VORLIEGENDER TEXT:
━━━━━━━━━━━━━━━━━━━━━━━━━━━━━━

Aktuelle Forschungen und Erkenntnisse aus der Welt der Mikrobiologie wurden vom 5. bis 8. März von rund 1600 nationalen und internationalen Mikrobiologen auf der 5. Gemeinsamen Jahrestagung der „Deutschen Gesellschaft für Hygiene und Mikrobiologie (DGHM) e. V.“ und der „Vereinigung für Allgemeine und Angewandte Mikrobiologie (VAAM) e. V.“ im CCW Würzburg fachübergreifend diskutiert.

Wie können wir uns vor mikrobiellen Krankheitserregern schützen? Für welche Bereiche können wir uns die außerordentlichen Fähigkeiten von Mikroorganismen zu Nutze machen? Einblicke in die vielfältigen Themen und aktuellen Schwerpunkte gaben die Kongresspräsidenten Prof. Dr. Matthias Frosch (Institut für Hygiene und Mikrobiologie), Prof. Dr. Thomas Rudel (Lehrstuhl für Mikrobiologie) und Prof. Dr. Jörg Vogel, (Institut für Molekulare Infektionsbiologie) von der Julius-Maximilians-Universität Würzburg.

Mehrere Veranstaltungen zielten auf das hochaktuelle Thema der sich ausbreitenden Antibiotika-Resistenzen ab und der damit verbundenen Erforschung von Bakterienviren, sogenannte Phagen. Lange bevor es Penicillin (Antibiotika) gab, entdeckte Felix d´Hérelle (Mikrobiologe 1873-1949), dass Phagen gegen bakterielle Infektionen einsetzbar sind.

Mit der Einführung der Antibiotika gerieten die „kleinen Helfer“ ins Hintertreffen, da sie sich als zu wenig stabil im Körper erwiesen (werden nach kurzer Zeit von den Fresszellen im Körper beseitig).

Während für den Westen Phagen so gut wie kein Thema mehr waren, gründete ein Georgier 1923 das Eliava-Institut für Phagenforschung in Tiflis, wohin heute auch deutsche Patienten pilgern, um eine Phagentherapie zu bekommen. Die Phagentherapie ist bislang in Deutschland nicht zugelassen.

━━━━━━━━━━━━━━━━━━━━━━━━━━━━━━

AUFGABE: Setzen Sie den Bericht über die Mikrobiologen-Jahrestagung in Würzburg im Anschluss an seinen letzten Satz fort. Die folgenden Datensätze werden hier nicht benötigt.

(Fotobasierte Daten zu Referenzausdrücken)
━━━━━━━━━━━━━━━━━━━━━━━━━━━━━━

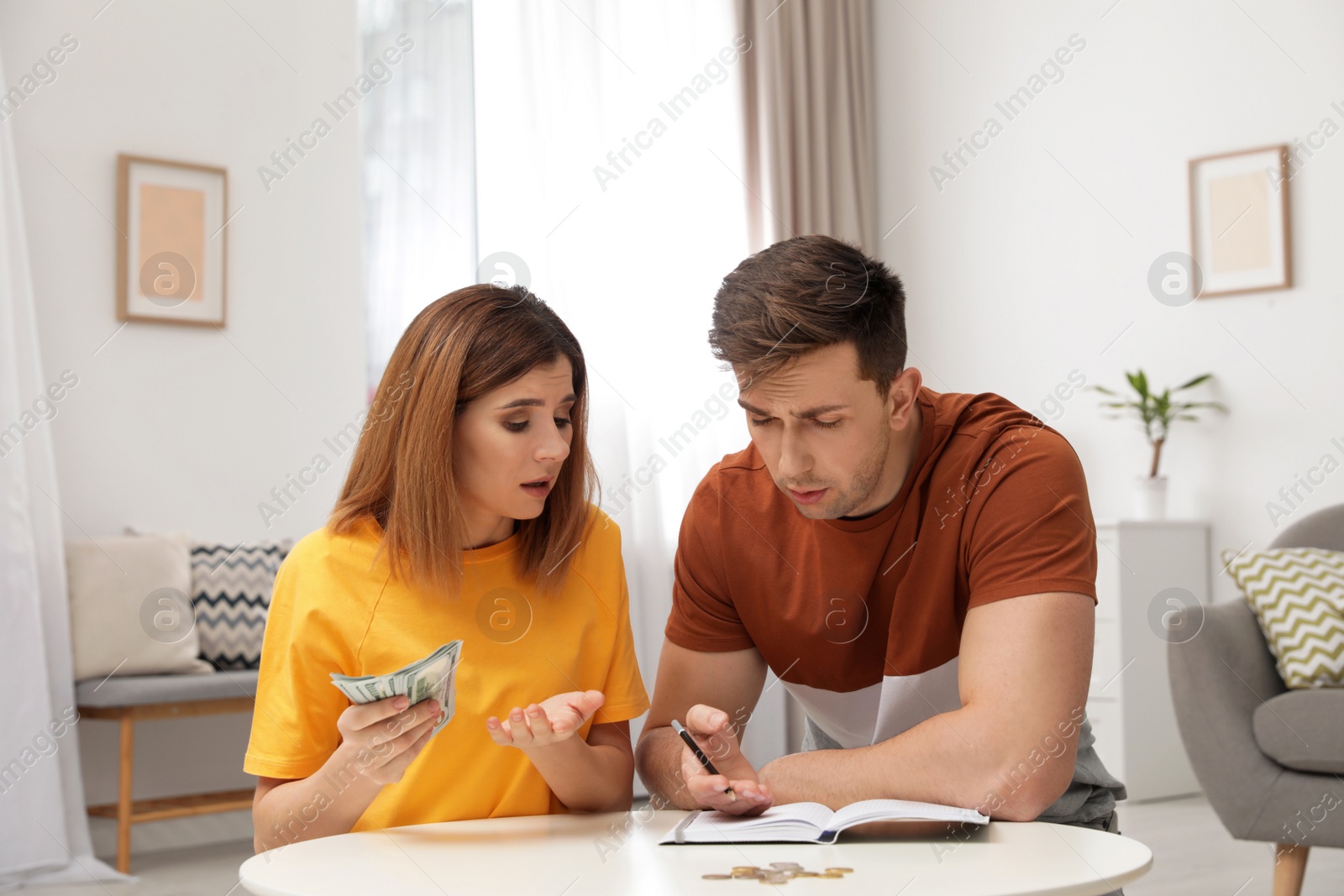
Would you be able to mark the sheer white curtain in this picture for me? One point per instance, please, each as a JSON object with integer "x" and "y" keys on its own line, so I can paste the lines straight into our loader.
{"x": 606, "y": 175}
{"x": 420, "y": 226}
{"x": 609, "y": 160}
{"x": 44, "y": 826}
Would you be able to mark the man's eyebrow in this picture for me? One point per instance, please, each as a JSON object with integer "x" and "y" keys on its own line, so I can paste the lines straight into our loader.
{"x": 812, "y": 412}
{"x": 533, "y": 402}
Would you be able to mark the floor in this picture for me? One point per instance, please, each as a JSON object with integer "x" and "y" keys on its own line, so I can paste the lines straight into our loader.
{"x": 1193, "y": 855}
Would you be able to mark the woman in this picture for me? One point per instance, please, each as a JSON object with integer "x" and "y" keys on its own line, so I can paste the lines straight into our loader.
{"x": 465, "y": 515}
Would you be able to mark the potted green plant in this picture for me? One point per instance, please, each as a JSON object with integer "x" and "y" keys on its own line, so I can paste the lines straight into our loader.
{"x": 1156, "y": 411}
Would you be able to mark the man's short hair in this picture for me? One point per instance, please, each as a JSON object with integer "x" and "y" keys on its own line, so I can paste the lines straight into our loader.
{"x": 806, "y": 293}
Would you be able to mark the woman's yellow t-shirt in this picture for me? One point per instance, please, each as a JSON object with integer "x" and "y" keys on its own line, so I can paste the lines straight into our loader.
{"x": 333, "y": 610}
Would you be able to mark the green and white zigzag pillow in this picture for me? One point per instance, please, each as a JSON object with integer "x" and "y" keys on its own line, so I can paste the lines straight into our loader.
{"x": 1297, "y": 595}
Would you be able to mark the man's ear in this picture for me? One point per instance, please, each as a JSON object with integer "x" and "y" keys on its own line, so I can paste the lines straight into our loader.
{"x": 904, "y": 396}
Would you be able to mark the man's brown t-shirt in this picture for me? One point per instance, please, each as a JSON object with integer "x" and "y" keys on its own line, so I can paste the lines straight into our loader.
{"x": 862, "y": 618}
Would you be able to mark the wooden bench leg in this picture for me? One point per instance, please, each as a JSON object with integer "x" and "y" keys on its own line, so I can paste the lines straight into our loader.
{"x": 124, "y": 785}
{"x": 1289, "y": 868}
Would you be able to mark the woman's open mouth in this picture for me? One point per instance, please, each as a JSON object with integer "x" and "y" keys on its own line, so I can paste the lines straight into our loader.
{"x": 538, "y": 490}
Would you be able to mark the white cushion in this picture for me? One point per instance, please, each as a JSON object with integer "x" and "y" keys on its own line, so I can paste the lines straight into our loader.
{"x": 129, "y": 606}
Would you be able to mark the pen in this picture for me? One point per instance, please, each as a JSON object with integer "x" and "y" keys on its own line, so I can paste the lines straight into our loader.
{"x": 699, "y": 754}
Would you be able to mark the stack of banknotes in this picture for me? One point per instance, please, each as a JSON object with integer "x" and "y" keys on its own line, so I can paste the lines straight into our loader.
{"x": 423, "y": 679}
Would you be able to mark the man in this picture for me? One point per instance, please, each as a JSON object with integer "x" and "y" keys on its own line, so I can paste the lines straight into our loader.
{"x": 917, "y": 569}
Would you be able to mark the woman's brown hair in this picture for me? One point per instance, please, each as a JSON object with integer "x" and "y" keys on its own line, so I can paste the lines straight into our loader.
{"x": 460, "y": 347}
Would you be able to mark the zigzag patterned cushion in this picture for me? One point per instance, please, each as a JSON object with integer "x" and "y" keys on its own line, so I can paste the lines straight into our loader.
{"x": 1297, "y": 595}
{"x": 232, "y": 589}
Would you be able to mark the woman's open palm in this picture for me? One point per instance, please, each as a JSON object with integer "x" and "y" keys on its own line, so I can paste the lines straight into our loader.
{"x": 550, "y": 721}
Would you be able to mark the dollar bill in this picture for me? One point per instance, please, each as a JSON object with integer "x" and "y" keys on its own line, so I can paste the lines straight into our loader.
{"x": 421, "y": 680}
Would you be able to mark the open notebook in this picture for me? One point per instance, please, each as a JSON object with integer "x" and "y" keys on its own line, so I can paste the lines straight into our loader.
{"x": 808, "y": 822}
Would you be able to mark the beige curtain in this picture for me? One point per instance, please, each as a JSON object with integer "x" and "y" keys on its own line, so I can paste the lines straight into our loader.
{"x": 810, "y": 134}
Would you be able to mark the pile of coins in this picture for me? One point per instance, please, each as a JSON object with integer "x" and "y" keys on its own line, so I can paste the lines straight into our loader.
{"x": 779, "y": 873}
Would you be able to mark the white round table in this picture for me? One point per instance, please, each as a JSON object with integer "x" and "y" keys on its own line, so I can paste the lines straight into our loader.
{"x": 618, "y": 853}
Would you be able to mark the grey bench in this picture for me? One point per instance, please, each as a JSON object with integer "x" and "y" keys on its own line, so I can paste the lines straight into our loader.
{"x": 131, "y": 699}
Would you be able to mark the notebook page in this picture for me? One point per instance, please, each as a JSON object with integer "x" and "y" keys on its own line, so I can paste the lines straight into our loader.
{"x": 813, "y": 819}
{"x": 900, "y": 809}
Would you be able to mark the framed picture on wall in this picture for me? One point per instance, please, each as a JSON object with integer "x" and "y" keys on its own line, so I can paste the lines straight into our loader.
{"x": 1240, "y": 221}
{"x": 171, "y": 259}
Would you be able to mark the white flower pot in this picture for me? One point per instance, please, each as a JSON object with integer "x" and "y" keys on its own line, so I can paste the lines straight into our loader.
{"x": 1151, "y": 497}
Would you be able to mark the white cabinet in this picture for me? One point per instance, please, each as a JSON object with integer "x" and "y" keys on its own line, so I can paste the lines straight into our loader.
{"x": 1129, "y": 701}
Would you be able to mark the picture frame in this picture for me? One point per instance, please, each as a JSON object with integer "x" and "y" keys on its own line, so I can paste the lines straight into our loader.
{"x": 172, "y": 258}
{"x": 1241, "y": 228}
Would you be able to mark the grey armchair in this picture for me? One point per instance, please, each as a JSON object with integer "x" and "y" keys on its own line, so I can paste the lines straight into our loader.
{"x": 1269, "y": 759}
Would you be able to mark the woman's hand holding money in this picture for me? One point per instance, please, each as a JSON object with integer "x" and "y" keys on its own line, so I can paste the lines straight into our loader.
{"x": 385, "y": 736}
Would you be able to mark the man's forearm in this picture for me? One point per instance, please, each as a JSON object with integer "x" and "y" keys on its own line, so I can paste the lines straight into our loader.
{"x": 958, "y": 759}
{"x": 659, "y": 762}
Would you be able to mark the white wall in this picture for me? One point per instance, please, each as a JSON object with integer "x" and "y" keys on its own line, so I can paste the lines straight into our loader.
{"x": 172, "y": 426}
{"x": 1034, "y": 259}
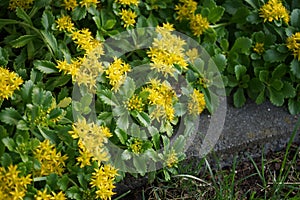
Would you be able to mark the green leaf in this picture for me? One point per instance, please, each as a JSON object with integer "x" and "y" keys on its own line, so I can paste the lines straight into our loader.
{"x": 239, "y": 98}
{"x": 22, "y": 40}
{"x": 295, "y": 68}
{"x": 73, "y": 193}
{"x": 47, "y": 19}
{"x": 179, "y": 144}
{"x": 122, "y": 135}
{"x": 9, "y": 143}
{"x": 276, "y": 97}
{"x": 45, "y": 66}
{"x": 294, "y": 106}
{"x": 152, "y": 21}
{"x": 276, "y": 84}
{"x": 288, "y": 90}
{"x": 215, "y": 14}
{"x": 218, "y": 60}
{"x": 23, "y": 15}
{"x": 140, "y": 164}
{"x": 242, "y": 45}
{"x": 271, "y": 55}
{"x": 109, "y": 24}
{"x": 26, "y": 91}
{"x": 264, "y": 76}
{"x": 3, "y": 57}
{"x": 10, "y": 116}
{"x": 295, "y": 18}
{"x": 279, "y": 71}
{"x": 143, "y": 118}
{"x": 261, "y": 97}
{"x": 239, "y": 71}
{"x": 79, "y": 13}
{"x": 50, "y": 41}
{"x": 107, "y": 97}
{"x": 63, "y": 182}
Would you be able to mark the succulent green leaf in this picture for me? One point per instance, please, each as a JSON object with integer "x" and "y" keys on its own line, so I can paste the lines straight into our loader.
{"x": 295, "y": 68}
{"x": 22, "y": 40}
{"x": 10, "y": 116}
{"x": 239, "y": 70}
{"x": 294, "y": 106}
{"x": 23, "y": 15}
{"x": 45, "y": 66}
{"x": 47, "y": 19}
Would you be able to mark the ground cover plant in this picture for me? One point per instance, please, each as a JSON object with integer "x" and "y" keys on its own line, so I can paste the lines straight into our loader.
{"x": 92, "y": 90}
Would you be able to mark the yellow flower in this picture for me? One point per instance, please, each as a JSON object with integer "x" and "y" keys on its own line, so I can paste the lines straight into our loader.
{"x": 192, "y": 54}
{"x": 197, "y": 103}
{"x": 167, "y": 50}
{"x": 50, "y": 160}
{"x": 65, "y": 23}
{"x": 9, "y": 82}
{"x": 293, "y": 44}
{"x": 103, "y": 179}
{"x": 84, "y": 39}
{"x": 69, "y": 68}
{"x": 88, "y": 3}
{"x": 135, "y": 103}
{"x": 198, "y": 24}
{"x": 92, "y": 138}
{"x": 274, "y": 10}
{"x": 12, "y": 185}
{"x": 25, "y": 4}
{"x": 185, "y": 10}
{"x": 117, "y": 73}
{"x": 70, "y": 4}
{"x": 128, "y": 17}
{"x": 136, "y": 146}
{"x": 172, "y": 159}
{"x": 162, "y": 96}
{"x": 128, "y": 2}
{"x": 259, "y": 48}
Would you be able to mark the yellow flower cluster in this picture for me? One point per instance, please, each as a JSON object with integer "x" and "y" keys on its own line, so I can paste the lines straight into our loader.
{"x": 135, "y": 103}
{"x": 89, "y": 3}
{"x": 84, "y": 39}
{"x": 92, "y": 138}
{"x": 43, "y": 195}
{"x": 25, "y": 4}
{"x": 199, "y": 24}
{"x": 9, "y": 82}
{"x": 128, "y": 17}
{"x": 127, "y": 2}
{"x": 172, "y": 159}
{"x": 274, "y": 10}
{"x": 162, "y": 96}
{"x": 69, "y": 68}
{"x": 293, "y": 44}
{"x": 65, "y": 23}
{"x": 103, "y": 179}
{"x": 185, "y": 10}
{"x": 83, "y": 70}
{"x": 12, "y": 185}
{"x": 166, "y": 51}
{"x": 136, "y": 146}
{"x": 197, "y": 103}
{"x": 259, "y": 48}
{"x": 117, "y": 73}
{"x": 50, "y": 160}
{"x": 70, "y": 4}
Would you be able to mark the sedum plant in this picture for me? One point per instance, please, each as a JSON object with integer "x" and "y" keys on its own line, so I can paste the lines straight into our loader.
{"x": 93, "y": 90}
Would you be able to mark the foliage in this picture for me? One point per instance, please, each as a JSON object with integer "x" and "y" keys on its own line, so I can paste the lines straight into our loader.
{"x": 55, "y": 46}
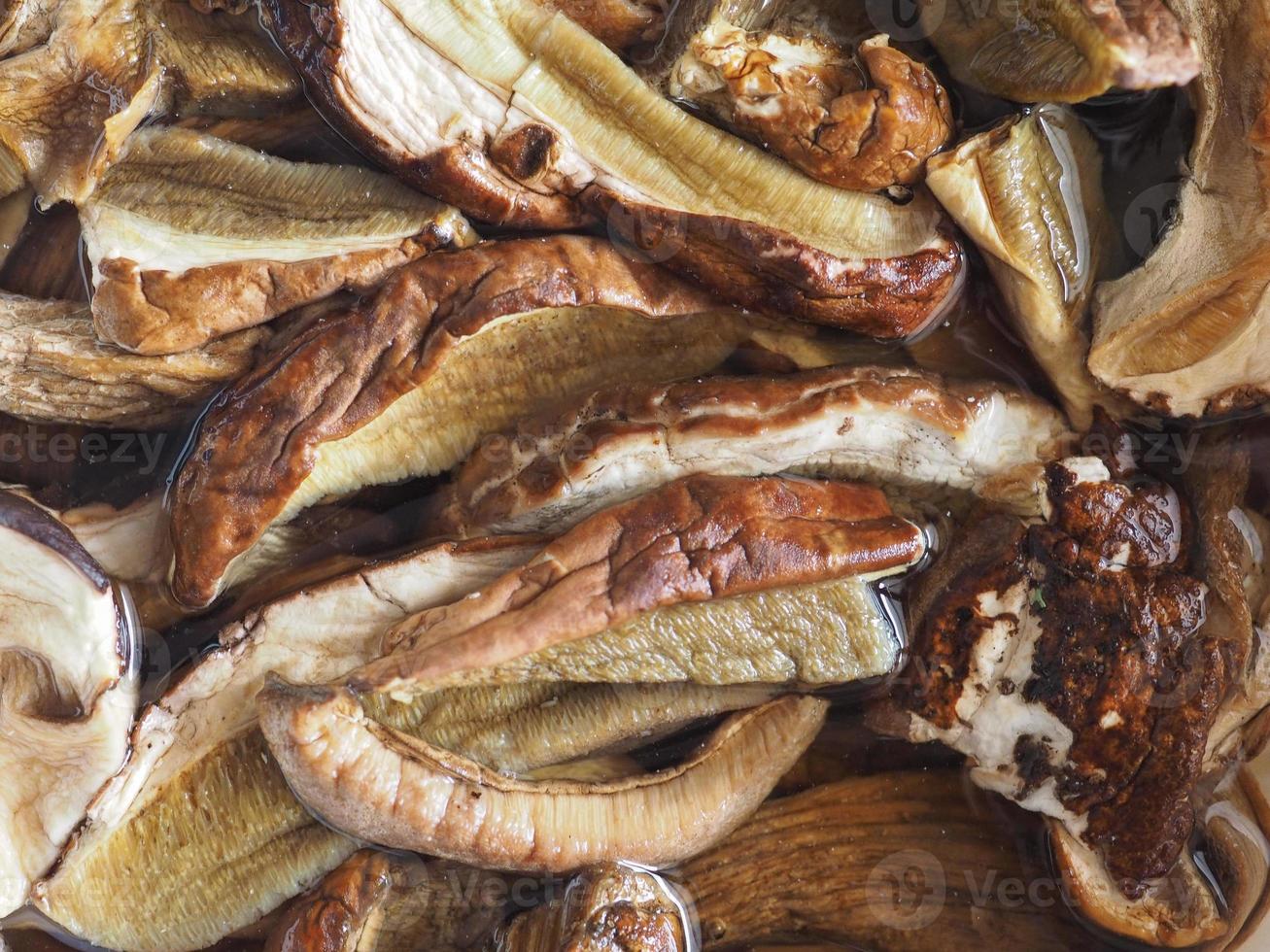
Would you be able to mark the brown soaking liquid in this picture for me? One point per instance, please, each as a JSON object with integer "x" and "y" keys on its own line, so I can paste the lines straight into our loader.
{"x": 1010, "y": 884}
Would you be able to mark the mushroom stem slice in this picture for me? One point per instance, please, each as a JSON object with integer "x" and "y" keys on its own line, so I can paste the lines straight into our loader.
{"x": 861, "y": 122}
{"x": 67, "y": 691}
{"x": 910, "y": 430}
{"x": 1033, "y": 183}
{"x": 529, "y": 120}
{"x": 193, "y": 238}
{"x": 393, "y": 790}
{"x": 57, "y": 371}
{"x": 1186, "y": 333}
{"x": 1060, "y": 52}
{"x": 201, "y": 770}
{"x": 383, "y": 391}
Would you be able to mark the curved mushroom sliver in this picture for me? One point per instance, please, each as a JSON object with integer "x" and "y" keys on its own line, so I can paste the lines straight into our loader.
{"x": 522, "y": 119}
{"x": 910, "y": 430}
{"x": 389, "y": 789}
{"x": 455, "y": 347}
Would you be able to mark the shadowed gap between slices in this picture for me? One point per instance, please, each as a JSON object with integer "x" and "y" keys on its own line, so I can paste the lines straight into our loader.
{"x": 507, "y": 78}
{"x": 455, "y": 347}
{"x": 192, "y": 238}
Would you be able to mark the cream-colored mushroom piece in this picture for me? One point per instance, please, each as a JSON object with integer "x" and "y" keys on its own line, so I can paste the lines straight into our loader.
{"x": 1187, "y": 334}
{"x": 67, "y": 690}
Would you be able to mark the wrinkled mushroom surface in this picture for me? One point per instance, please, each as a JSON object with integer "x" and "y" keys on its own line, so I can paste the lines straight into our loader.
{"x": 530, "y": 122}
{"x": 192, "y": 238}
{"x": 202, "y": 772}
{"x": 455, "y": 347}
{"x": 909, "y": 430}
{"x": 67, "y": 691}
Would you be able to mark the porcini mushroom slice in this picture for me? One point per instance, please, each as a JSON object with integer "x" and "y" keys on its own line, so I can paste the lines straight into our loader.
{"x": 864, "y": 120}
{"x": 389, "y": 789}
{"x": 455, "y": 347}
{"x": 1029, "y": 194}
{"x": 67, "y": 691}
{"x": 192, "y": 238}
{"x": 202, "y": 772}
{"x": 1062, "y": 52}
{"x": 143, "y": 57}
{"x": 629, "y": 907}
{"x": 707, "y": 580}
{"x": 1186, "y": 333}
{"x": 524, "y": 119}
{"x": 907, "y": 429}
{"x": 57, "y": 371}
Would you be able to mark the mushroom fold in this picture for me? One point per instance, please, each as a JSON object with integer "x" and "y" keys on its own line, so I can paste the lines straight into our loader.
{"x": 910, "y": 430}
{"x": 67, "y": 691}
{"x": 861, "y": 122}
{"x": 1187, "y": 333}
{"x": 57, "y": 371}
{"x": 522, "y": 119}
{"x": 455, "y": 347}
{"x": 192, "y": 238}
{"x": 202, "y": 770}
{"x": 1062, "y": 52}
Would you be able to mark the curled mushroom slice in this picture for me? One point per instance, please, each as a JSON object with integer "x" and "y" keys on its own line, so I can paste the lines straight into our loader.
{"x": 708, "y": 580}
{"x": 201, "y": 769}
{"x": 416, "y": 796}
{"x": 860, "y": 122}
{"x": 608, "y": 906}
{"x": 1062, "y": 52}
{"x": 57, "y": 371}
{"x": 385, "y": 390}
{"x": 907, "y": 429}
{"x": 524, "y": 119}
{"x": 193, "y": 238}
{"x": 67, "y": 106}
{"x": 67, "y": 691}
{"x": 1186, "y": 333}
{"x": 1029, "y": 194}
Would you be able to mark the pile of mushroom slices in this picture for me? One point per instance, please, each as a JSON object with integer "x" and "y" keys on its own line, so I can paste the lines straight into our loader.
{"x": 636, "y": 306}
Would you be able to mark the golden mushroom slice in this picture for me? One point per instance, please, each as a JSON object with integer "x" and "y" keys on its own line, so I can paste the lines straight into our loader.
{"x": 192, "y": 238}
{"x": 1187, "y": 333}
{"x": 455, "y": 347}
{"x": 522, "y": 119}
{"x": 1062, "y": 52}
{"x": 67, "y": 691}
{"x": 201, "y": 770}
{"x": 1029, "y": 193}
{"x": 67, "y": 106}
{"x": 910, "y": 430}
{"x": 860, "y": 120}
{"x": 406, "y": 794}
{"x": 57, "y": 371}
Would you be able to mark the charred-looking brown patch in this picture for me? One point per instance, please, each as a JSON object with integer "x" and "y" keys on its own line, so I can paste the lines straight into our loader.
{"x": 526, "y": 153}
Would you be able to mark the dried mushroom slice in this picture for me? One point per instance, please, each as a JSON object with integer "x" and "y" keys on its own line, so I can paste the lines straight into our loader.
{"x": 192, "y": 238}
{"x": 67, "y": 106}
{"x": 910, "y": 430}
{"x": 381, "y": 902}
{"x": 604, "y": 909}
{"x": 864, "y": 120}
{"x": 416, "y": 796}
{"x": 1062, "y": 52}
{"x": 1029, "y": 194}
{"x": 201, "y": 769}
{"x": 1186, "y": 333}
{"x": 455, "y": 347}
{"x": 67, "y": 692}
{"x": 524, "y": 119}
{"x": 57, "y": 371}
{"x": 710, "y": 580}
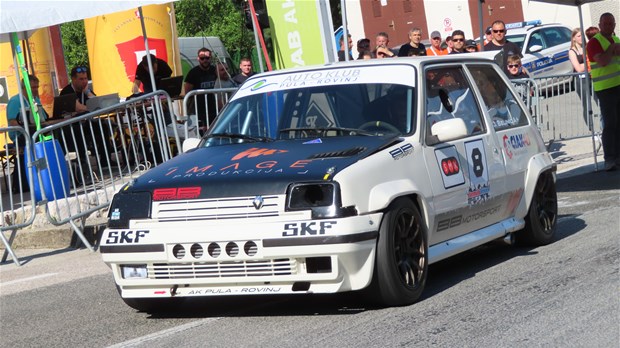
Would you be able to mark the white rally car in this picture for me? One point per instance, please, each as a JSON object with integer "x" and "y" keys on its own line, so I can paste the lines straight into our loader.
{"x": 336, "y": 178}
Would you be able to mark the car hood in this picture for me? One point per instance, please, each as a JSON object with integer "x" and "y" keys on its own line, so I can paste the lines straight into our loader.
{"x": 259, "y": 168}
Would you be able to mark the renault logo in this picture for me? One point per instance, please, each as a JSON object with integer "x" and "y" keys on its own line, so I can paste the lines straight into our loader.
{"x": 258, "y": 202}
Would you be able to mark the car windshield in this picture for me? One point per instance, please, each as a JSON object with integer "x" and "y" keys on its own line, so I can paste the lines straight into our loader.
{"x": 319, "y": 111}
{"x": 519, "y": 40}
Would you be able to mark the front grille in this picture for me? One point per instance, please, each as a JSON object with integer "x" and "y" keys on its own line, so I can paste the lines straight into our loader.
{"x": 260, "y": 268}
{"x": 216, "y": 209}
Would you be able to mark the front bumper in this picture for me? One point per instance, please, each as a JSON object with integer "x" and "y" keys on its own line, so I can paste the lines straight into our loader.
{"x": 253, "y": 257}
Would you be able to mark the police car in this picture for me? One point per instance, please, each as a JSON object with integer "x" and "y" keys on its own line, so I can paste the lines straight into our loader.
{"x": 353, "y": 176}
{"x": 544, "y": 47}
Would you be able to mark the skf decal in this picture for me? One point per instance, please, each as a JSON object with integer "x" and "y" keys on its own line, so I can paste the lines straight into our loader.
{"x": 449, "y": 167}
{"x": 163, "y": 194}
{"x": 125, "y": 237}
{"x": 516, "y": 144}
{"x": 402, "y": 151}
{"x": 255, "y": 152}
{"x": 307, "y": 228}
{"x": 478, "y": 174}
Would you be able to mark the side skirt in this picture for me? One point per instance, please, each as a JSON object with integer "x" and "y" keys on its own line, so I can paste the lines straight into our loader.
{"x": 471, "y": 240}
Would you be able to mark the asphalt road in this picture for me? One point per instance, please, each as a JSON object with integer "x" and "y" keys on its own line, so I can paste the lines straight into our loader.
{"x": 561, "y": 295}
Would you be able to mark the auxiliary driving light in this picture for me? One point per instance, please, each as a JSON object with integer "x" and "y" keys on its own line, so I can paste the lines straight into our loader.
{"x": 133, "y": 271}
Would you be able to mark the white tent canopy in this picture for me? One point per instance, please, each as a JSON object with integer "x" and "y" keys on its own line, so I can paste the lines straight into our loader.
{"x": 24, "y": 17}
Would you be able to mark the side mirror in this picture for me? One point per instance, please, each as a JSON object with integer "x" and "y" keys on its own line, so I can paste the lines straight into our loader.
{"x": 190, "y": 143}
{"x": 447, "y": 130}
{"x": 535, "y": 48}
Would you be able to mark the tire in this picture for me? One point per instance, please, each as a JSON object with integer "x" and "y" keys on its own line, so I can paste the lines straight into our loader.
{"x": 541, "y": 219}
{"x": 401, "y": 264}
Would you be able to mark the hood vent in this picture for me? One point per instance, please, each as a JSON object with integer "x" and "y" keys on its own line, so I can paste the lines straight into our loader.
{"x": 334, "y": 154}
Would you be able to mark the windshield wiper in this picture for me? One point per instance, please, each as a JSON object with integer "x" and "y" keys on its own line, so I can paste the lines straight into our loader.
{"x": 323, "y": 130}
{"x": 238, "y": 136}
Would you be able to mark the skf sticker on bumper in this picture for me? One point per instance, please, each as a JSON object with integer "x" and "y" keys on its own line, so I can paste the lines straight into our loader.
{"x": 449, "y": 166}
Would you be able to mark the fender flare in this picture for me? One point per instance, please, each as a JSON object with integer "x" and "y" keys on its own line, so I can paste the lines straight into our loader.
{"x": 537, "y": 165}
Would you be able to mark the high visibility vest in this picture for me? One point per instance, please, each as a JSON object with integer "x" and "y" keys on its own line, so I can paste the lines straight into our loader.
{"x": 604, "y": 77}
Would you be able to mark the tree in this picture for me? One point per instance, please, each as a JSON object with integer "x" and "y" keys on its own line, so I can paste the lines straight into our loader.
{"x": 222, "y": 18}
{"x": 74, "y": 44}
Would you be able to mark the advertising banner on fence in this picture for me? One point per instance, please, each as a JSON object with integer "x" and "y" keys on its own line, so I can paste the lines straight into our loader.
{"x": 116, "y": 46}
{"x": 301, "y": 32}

━━━━━━━━━━━━━━━━━━━━━━━━━━━━━━

LÖSUNG:
Aktuelle Forschungen setzen nun wieder ihre Hoffnung auf die Virengruppen, die unter anderem auf Bakterien als Wirtszellen spezialisiert sind. Die Phagen-Therapie könnte bei Erfolg in Zukunft als Antibiotika-Ersatz den Resistenzen Einhalt gebieten, so der Plan. Kongresspräsident Prof. Dr. Vogel, der kürzlich den mit 2,5 Millionen Euro dotierten Leibniz-Preis bekam, will einen Teil des Preisgeldes in die Phagenforschung investieren, um das Thema voranzutreiben und den Nachwuchs wieder für diese spannende Materie zu begeistern.

„Phagen sind als Alternative zu Antibiotika insofern interessant, da sie Bakterien spezifischer angreifen, im Gegensatz zum Penicillin“, so Vogel. Dadurch sei die Gefahr der Bildung von Resistenzen auch geringer als beim Breitband-Antibiotikum.

Bakteriophagen sind in Deutschland fast in Vergessenheit geraten. Im Kontext der neuesten Erkenntnisse der Mikrobiomforschung spielen sie wieder ganz oben in der Liga mit. 2016 fand in Paris erstmals ein Weltkongress für Phagentherapie statt.

Prof. Dr. Frosch, ebenfalls Kongresspräsident, mahnte an, dass der Schnelltest zur Identifizierung von (multi-)resistenten Infektionserregern nicht vergütet wird, dies aber wiederum ein wichtiger Baustein der neuen Deutschen Antibiotika-Resistenzstrategie (DART 2020) der Bundesregierung sei.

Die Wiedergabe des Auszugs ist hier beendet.